What the exercise asks:
Return the records below from the line containing "uniform in the picture above." onward, exactly, through and including the last line.

Dataset extract:

◇ ◇ ◇ ◇ ◇

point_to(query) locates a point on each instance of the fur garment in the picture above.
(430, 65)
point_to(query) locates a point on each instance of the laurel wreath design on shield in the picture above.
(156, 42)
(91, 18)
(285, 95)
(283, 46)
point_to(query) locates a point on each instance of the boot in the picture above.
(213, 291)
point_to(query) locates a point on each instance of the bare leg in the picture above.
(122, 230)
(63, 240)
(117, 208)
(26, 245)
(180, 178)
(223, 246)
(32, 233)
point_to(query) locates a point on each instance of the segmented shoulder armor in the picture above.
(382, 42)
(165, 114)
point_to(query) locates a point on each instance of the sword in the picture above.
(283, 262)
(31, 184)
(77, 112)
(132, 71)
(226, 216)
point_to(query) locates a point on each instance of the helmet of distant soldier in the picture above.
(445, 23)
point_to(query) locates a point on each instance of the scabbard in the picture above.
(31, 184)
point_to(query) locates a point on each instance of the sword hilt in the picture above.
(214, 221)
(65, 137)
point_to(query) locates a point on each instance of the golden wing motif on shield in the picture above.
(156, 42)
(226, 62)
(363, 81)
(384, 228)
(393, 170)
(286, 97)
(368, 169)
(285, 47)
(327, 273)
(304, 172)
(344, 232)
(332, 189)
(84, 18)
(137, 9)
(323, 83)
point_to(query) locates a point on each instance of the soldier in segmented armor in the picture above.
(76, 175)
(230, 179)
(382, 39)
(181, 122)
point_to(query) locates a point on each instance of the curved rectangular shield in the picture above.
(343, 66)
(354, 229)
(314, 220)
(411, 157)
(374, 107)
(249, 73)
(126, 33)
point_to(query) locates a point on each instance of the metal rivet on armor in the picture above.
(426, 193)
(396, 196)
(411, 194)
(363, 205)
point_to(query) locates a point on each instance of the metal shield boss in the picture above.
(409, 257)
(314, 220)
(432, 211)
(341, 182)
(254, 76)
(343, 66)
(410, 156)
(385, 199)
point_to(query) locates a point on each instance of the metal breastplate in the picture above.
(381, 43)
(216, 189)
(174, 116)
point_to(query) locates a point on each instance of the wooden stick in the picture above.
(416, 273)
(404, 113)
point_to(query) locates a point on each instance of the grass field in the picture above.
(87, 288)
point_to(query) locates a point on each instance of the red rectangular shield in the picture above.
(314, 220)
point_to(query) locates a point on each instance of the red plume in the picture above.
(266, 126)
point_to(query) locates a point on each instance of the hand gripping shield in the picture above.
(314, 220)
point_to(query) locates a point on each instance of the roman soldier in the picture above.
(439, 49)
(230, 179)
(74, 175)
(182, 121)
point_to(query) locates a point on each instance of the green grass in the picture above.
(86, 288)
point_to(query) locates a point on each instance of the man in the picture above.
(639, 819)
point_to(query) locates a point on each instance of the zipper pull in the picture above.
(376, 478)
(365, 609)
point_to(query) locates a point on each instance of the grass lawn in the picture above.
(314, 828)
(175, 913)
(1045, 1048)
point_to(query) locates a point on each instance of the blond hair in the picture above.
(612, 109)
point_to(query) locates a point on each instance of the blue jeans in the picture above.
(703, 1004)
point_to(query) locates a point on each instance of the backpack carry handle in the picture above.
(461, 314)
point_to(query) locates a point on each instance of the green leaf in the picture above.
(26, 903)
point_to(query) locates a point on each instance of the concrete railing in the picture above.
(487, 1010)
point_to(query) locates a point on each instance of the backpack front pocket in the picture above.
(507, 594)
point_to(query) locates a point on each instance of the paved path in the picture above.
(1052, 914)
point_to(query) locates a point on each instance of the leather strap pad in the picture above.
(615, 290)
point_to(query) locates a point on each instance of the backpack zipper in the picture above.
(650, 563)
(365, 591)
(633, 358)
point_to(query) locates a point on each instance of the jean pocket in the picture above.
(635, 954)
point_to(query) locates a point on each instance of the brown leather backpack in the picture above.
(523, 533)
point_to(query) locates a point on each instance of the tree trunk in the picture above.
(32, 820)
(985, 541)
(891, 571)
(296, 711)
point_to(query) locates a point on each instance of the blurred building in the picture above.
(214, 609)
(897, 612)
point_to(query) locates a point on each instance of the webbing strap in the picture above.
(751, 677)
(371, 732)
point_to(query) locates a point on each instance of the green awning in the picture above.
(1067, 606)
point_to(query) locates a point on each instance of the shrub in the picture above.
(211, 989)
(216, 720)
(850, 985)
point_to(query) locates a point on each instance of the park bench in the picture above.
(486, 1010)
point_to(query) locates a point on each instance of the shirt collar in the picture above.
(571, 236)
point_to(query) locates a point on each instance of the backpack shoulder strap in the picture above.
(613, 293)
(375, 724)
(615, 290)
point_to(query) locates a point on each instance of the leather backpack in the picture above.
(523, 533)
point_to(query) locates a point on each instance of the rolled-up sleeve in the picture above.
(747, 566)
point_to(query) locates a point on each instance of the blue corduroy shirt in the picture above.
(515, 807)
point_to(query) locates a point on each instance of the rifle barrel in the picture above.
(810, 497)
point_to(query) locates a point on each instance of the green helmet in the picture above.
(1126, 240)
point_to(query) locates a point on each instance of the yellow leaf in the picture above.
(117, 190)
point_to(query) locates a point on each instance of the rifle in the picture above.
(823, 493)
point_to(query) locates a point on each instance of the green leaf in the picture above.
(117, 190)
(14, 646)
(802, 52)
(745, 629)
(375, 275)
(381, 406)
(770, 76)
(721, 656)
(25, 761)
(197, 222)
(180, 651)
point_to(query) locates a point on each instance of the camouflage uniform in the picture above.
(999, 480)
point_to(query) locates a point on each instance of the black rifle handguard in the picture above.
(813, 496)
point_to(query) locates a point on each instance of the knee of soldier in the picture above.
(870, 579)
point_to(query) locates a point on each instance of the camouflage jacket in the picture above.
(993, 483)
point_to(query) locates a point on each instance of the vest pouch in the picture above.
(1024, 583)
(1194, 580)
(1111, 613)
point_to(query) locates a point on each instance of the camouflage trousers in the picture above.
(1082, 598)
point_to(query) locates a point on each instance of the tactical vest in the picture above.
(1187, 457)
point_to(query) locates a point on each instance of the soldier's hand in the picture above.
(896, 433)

◇ ◇ ◇ ◇ ◇

Completed task:
point_to(query) locates a point on each instance of the camouflage uniform in the picture above.
(999, 480)
point_to(query) locates a point on each instance of the black rifle handguard in the picture above.
(813, 496)
point_to(query) locates a point on each instance of the knee of soldier in the picture above.
(870, 579)
point_to(query) locates a point on each instance of the camouflage jacket in the picture above.
(993, 483)
point_to(query) locates a point on each instance of the vest pouch in the picture above.
(1024, 583)
(1194, 580)
(1111, 613)
point_to(query) locates a point on each instance of the camouflage trousers in the picture above.
(1082, 598)
point_to(query) locates a point on each instance of the tactical vest in the picture above.
(1187, 457)
point_to(query) locates a point on each instance of the soldier's hand in the picture above.
(896, 433)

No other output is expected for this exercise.